Assignment -
In the lines below, how many contain the string "coordinates", with uppercase and lowercase treated as different? Reply with the number alone.

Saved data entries

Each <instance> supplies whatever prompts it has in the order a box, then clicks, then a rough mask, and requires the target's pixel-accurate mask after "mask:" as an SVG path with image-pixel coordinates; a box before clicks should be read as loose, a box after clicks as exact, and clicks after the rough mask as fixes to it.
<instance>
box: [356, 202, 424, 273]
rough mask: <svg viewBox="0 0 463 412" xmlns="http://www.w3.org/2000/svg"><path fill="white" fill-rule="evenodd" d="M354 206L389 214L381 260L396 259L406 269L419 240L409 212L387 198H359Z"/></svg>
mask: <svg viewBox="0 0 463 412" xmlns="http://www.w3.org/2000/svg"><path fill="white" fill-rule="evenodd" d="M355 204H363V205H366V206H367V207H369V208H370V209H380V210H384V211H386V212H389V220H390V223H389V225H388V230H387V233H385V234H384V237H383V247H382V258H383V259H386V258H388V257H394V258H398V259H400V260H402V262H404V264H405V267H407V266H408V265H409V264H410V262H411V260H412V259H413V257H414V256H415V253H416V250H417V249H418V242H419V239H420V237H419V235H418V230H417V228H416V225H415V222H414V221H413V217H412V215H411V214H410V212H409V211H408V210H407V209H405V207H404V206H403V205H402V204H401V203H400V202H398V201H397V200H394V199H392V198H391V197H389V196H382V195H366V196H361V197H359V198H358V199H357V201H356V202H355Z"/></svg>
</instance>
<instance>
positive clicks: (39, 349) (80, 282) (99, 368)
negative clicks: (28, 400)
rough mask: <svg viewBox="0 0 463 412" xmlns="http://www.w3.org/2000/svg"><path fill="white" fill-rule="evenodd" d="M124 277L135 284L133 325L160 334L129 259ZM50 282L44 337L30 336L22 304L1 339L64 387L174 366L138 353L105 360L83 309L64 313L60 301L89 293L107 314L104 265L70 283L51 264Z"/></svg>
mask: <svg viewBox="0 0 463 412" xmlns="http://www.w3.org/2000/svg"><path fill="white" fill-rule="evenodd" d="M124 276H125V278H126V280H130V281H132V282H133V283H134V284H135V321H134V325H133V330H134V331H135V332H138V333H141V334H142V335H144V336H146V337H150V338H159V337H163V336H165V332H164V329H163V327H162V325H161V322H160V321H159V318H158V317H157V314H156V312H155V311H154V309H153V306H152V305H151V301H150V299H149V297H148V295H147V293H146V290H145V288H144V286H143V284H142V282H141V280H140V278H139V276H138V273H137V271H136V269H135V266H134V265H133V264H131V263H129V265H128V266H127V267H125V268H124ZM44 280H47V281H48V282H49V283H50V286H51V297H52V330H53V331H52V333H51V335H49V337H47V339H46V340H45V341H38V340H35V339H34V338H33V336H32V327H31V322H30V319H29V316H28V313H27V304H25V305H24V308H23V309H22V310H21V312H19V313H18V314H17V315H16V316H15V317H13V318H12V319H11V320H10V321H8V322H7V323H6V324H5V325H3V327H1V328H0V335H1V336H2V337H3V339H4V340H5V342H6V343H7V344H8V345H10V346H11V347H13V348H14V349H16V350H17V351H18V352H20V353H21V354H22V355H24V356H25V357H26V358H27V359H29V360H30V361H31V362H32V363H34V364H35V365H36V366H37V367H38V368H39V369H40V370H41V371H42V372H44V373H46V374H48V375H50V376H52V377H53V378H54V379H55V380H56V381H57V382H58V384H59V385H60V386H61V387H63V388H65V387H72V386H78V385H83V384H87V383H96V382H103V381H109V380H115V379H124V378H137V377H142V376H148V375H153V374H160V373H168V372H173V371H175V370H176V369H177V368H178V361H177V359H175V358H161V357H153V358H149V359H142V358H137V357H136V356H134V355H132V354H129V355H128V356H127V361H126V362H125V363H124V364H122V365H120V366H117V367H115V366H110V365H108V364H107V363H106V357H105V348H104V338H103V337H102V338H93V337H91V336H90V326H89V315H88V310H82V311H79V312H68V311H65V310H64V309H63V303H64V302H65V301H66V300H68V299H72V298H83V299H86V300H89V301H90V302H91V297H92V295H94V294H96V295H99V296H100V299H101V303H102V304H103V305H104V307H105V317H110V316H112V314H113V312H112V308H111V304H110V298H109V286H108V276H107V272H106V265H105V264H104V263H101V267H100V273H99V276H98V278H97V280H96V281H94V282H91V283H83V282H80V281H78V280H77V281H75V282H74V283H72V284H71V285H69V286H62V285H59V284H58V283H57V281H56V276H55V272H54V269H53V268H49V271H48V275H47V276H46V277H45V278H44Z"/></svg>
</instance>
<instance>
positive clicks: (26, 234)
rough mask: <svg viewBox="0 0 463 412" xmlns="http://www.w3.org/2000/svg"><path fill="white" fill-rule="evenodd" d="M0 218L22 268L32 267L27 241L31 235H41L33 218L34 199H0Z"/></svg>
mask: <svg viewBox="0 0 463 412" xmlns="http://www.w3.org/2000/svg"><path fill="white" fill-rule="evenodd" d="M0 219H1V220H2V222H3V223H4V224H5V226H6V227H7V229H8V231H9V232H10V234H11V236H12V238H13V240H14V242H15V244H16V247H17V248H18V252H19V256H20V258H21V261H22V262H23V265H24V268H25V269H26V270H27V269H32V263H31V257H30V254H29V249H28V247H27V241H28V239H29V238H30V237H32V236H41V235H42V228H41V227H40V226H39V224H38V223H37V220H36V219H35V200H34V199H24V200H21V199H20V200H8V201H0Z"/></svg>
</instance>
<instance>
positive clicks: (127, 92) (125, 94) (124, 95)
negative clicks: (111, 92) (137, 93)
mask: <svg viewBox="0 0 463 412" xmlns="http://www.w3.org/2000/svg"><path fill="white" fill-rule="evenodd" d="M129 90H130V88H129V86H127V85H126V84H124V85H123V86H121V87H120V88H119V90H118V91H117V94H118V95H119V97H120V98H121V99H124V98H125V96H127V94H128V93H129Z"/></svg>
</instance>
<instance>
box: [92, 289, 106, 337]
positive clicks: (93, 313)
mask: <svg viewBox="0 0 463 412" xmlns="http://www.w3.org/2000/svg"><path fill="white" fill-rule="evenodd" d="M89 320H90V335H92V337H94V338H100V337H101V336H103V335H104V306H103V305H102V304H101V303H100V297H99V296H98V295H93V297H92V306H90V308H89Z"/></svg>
* * *
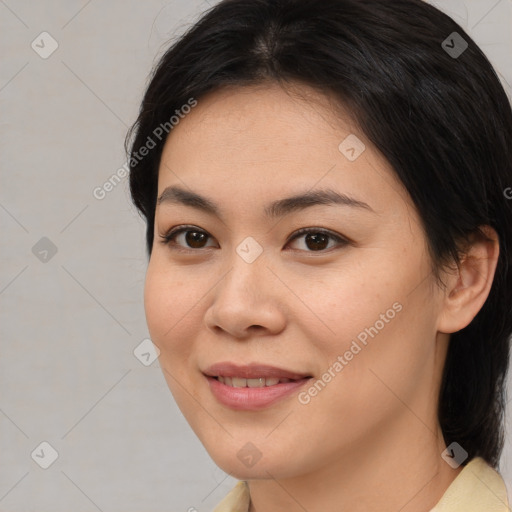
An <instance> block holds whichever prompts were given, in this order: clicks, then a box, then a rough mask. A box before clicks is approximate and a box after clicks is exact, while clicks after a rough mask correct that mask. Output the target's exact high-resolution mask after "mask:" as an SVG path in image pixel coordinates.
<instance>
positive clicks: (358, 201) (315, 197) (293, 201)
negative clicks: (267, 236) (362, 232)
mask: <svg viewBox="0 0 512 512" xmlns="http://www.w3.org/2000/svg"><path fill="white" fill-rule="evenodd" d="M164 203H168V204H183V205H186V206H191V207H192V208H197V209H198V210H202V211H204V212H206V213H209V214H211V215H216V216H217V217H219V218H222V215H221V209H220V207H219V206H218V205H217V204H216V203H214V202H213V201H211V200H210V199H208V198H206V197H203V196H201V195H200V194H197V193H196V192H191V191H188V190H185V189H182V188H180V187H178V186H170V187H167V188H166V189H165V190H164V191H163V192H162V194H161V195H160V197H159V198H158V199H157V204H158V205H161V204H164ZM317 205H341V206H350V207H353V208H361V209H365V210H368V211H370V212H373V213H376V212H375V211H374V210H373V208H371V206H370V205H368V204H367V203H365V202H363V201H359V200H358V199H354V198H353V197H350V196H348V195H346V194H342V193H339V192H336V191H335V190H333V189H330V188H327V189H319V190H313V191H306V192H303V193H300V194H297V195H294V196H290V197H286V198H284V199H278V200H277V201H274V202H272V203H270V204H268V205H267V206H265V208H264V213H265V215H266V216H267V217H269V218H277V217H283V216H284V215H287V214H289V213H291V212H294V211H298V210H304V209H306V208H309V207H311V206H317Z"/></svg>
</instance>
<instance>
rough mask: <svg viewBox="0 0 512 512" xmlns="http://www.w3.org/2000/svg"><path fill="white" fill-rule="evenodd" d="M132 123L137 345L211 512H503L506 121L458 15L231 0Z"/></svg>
--
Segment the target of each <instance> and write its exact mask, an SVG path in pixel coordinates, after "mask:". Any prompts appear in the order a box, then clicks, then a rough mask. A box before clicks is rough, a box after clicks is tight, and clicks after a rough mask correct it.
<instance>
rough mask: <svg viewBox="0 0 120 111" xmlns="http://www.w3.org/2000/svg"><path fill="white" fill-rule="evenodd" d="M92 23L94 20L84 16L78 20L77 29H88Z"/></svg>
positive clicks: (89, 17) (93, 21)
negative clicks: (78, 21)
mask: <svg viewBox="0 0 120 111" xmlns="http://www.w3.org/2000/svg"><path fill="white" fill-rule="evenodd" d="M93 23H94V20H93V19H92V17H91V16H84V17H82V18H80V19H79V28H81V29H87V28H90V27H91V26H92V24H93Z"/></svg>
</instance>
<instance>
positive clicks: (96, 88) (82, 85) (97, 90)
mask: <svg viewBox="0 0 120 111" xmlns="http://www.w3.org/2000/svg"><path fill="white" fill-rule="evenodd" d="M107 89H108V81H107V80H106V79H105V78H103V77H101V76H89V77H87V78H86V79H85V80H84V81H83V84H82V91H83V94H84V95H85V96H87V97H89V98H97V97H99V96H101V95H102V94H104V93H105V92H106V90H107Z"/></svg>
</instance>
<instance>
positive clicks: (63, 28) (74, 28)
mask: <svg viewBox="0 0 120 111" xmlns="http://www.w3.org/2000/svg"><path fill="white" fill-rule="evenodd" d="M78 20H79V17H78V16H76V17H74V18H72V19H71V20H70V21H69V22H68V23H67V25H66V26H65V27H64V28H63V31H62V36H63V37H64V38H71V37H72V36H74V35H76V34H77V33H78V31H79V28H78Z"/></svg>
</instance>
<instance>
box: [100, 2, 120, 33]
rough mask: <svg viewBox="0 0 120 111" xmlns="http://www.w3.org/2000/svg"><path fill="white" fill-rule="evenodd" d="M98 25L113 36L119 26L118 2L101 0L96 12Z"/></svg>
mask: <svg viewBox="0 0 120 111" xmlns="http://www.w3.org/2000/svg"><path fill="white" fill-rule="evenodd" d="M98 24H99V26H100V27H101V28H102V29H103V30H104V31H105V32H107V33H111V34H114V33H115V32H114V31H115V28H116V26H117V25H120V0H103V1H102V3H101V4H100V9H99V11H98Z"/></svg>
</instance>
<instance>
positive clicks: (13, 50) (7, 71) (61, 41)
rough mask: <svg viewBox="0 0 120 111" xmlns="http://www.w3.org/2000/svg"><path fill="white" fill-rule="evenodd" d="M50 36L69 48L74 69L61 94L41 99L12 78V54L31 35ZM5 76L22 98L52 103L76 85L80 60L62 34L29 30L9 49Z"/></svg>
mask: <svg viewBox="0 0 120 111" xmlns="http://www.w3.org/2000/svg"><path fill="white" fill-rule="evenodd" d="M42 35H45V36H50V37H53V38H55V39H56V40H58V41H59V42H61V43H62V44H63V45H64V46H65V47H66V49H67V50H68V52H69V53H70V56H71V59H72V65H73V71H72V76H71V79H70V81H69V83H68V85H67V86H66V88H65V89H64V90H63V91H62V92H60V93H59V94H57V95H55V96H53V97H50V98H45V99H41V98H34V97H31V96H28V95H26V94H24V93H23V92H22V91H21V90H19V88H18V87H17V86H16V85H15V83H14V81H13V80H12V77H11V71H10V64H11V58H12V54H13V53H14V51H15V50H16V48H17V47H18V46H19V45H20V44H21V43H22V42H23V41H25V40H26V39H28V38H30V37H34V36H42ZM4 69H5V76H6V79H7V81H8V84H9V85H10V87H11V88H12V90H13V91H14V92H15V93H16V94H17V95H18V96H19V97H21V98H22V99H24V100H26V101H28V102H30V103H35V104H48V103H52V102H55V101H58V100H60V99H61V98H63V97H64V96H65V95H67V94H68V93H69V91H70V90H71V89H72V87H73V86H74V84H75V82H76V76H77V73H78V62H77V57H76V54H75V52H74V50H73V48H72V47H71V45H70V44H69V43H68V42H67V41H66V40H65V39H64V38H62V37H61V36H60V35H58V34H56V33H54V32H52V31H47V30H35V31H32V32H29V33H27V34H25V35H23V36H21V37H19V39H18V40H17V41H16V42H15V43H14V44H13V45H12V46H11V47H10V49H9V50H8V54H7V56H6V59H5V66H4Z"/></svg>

Task answer -
3